• _Task description_
The entries that follow are to be duplicated in full, character for character.

[Referring expression pointing data]
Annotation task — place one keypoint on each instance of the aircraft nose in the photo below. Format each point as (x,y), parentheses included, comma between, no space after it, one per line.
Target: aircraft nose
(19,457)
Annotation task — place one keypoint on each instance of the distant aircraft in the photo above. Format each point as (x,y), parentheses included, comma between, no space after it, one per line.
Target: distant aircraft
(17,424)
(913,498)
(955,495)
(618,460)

• _Answer space_
Annotation task — place one keypoint on each instance of the aircraft nose in the photo below. Format each point as (x,y), parentheses included, comma between, no space after it, one per line.
Target: aircraft nose
(19,457)
Annotation task — place one keypoint on each instance of the distant aircraft in the photo above. Format each point as (x,y), parentheses included, comma between, no space after it, one per line.
Target: distant aircraft
(17,424)
(913,498)
(955,495)
(618,460)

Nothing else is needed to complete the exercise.